> _Your goal_:
For the data below, give again exactly the lines from the one containing "# test: point to the green shrub, one" through the one containing "# test: point to the window", both ends included, and no others.

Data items
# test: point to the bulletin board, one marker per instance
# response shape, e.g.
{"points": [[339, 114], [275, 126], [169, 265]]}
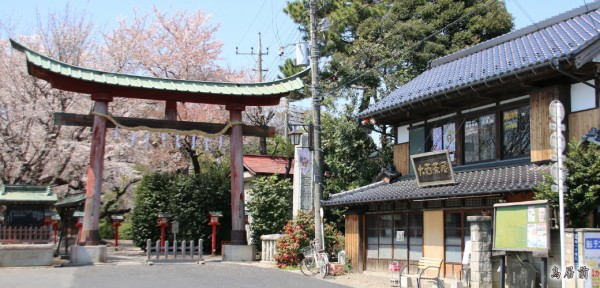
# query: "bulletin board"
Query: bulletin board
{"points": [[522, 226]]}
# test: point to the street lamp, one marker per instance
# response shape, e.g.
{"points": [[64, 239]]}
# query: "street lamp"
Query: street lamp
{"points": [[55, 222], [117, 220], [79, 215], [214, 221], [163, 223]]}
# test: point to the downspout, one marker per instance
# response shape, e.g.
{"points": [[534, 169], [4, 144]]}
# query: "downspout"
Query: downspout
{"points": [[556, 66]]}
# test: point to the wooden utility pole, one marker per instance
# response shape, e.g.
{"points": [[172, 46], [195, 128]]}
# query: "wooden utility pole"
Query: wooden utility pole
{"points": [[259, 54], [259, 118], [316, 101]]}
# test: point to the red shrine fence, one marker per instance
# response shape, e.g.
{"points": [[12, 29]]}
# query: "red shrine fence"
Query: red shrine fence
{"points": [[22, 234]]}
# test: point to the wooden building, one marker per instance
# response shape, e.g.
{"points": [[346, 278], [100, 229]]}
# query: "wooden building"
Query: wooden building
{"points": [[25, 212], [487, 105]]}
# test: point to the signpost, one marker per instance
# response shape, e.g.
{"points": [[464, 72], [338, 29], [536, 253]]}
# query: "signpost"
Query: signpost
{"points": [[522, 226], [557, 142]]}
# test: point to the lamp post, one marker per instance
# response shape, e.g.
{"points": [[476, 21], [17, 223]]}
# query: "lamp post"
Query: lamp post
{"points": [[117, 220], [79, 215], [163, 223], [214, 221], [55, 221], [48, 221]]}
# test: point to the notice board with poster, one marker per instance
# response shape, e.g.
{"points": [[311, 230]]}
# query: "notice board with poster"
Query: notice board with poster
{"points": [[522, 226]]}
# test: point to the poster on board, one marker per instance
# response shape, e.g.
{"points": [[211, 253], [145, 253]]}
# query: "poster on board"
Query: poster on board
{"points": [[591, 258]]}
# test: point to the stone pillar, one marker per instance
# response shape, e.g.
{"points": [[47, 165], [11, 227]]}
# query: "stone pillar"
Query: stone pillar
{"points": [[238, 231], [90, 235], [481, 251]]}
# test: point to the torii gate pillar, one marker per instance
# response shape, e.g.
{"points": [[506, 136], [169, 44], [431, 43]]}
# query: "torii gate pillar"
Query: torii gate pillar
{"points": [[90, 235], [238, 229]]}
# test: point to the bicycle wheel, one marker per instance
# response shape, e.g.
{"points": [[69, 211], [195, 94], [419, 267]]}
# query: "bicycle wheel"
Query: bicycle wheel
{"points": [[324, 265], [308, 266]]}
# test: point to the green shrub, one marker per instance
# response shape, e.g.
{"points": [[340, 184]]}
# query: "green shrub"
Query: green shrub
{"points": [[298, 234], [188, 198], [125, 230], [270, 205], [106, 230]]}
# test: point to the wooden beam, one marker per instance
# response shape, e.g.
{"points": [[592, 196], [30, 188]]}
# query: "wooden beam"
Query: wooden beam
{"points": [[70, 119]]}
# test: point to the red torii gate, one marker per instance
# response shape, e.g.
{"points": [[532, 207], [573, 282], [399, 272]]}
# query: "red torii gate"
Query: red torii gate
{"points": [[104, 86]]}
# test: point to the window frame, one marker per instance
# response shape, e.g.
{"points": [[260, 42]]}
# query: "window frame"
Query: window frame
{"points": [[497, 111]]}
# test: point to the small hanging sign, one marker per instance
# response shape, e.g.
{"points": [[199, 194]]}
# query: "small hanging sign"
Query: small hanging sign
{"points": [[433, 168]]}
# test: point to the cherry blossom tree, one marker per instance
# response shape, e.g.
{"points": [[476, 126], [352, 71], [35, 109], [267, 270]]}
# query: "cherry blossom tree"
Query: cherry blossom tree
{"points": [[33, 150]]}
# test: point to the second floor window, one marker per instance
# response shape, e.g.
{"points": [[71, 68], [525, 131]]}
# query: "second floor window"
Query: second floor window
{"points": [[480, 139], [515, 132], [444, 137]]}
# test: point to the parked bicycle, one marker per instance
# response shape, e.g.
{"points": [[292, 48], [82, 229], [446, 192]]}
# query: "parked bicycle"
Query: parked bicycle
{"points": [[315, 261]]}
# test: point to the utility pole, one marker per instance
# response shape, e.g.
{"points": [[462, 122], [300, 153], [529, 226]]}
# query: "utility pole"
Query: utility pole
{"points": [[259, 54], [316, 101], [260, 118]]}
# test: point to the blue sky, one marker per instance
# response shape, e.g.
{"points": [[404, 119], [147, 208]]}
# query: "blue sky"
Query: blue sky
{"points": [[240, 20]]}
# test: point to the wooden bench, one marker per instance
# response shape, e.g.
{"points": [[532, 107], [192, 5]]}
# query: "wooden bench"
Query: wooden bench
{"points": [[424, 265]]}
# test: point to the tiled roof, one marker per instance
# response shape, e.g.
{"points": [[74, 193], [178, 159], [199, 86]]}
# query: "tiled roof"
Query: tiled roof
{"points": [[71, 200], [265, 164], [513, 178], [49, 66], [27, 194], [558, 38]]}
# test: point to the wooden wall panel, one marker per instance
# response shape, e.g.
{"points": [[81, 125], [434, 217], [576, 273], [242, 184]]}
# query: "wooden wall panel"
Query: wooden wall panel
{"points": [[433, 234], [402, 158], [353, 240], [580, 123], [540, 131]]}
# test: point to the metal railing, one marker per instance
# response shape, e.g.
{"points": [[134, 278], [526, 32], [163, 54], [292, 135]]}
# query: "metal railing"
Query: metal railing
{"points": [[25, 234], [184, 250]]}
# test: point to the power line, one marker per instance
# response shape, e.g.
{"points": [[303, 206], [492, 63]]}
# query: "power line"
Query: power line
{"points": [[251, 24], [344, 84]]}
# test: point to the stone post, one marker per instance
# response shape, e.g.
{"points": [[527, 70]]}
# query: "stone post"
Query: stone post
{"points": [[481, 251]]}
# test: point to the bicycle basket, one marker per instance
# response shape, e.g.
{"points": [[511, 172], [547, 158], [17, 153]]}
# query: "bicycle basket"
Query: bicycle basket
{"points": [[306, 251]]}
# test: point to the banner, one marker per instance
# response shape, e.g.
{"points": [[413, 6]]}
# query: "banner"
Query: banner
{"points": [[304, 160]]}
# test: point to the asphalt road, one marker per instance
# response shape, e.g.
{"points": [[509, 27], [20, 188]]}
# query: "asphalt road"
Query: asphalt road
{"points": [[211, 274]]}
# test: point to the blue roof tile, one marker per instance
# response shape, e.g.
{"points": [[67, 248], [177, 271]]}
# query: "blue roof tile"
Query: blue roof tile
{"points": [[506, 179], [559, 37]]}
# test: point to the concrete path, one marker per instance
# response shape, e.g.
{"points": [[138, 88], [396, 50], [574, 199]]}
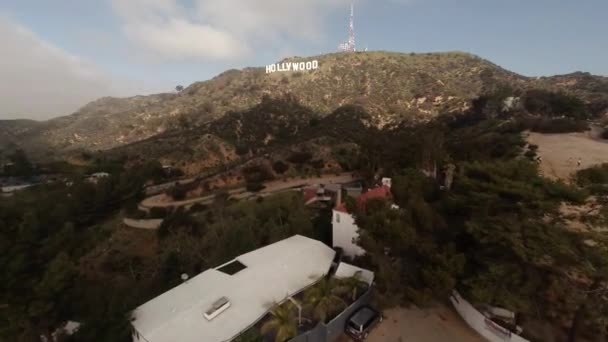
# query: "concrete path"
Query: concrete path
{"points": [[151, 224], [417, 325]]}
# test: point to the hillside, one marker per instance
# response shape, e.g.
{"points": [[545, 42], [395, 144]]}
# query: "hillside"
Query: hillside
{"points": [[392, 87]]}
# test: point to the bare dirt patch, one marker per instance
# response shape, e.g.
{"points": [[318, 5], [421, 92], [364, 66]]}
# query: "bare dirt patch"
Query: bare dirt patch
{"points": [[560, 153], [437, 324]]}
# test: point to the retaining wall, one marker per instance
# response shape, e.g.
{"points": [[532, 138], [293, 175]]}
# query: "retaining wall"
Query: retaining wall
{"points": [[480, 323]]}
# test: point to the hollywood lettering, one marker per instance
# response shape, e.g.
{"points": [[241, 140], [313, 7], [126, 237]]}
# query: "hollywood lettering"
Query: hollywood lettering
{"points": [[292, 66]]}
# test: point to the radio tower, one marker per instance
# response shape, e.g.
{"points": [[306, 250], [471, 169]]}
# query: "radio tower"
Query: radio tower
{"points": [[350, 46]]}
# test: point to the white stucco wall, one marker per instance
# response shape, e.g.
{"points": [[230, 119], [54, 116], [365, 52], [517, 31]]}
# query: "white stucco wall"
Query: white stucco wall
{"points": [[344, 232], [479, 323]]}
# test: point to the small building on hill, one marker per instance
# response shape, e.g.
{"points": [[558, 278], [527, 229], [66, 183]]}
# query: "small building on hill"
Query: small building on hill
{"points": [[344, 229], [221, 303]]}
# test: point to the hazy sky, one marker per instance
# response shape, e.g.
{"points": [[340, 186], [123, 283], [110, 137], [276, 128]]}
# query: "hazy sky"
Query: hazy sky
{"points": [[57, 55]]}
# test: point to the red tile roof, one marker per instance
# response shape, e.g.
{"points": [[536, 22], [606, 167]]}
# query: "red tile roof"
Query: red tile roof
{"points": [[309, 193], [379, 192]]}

* * *

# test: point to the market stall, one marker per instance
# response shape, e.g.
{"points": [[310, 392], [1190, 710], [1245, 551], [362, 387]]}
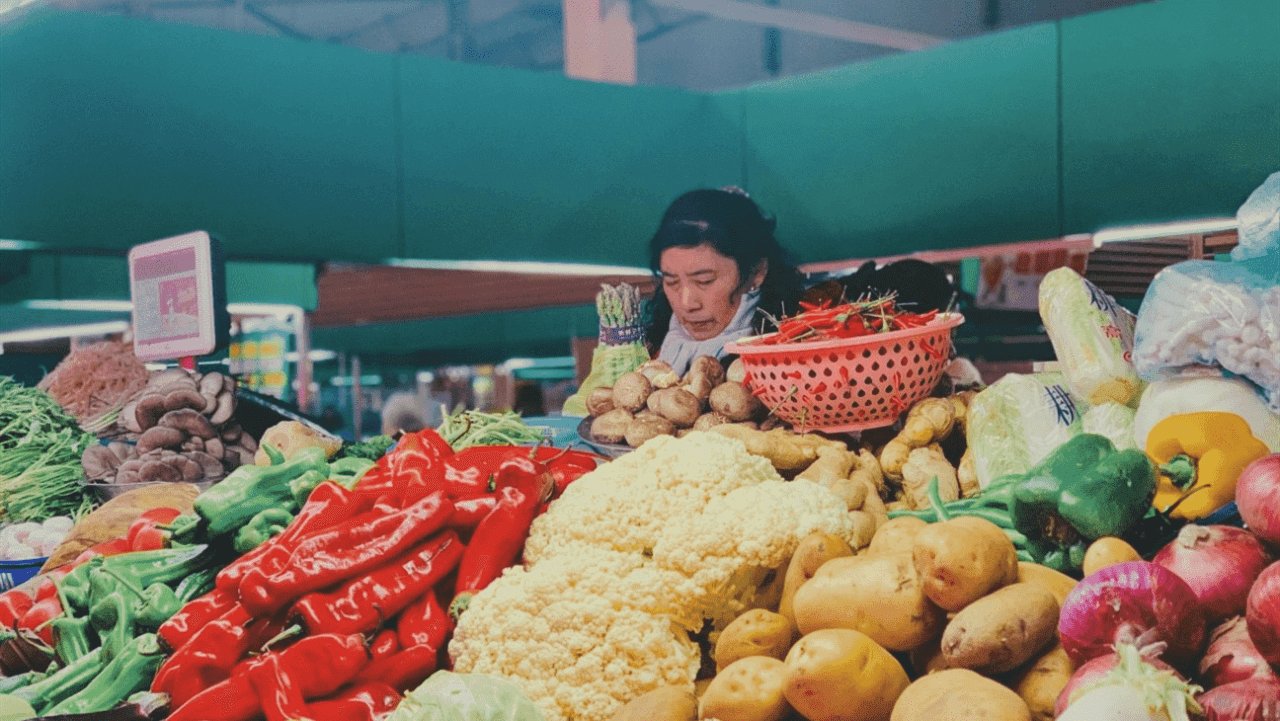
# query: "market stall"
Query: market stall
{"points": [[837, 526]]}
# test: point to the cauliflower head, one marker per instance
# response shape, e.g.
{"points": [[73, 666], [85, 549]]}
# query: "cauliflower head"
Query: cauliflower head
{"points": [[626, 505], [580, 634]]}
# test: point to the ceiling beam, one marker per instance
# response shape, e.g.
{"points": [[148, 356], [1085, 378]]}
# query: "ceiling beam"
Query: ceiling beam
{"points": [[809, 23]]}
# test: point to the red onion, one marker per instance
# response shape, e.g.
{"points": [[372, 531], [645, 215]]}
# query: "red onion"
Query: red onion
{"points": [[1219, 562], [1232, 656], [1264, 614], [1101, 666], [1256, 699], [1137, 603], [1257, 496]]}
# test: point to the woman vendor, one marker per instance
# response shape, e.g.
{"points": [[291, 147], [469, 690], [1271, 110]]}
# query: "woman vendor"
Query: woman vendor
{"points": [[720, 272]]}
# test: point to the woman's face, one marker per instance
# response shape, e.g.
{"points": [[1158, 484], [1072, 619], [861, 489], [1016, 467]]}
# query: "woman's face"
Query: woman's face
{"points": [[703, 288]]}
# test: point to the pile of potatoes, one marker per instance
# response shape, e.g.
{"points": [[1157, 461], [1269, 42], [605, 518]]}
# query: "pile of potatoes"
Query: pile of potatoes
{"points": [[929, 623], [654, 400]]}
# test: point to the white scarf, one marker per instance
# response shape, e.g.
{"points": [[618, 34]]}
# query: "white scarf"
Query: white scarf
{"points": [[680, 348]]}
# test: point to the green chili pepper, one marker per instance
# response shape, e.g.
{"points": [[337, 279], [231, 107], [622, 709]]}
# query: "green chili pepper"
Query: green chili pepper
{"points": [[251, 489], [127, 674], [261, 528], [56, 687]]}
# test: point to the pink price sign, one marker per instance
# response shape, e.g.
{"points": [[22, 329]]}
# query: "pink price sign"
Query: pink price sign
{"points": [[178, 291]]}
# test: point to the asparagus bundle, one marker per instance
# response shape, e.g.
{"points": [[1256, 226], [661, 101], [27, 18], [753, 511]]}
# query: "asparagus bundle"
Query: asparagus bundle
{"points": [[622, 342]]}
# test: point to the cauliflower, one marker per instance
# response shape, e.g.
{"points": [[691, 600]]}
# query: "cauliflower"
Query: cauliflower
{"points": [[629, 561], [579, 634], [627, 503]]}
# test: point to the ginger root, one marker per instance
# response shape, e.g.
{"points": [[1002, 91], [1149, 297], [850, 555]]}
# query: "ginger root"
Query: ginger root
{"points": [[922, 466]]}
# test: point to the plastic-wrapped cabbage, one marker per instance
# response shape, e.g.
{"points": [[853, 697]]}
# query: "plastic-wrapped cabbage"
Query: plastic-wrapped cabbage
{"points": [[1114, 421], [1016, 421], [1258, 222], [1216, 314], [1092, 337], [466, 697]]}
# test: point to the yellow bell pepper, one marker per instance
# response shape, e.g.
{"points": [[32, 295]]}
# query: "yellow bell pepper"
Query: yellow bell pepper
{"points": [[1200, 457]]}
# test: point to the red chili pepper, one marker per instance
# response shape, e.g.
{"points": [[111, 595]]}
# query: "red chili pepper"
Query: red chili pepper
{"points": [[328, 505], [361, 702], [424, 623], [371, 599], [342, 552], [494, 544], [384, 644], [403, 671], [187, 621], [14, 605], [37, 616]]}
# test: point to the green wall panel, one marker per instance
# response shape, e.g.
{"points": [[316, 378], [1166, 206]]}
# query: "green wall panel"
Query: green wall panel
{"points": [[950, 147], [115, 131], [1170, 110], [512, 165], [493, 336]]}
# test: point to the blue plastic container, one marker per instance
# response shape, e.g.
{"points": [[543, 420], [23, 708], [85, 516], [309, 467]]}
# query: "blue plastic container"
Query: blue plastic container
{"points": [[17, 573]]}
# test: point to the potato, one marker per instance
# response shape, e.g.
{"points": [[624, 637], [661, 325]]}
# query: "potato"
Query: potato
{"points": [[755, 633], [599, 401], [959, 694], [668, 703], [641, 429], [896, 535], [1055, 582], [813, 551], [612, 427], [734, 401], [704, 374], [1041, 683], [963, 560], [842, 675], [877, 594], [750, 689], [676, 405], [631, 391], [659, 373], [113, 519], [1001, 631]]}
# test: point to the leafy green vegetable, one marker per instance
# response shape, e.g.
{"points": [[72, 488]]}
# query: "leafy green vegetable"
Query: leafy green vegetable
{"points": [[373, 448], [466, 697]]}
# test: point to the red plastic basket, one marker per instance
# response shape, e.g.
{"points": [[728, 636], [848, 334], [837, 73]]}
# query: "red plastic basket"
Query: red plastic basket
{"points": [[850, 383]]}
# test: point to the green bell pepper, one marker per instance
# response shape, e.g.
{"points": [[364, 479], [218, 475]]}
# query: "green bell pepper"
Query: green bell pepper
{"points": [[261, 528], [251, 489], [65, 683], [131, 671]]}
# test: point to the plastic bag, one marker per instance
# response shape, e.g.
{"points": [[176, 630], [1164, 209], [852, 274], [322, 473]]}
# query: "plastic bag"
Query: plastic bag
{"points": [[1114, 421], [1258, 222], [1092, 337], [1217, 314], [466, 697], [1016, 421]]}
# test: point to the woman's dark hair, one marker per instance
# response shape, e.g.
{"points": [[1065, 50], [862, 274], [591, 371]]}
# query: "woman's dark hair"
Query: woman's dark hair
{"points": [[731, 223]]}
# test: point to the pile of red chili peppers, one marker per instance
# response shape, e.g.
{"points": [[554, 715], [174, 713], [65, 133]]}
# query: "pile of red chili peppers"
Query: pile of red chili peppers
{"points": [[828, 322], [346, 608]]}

> _Problem solution_:
# test: point to the green shrub, one marker per instance
# response shape, e.g.
{"points": [[340, 184]]}
# query: "green shrub"
Query: green shrub
{"points": [[298, 234], [188, 198], [125, 230], [270, 205], [106, 230]]}
# test: point to the wooden beam, one marker per instance
# response shape, e.g.
{"points": [[592, 196], [30, 188]]}
# query: "wooden beam"
Query: wooden beam
{"points": [[70, 119]]}
# test: point to the red torii gate, one marker per instance
# response shape, e.g.
{"points": [[532, 207], [573, 282], [399, 272]]}
# query: "red torii gate"
Query: red torii gate
{"points": [[104, 86]]}
# test: point to the window frame, one marker per instance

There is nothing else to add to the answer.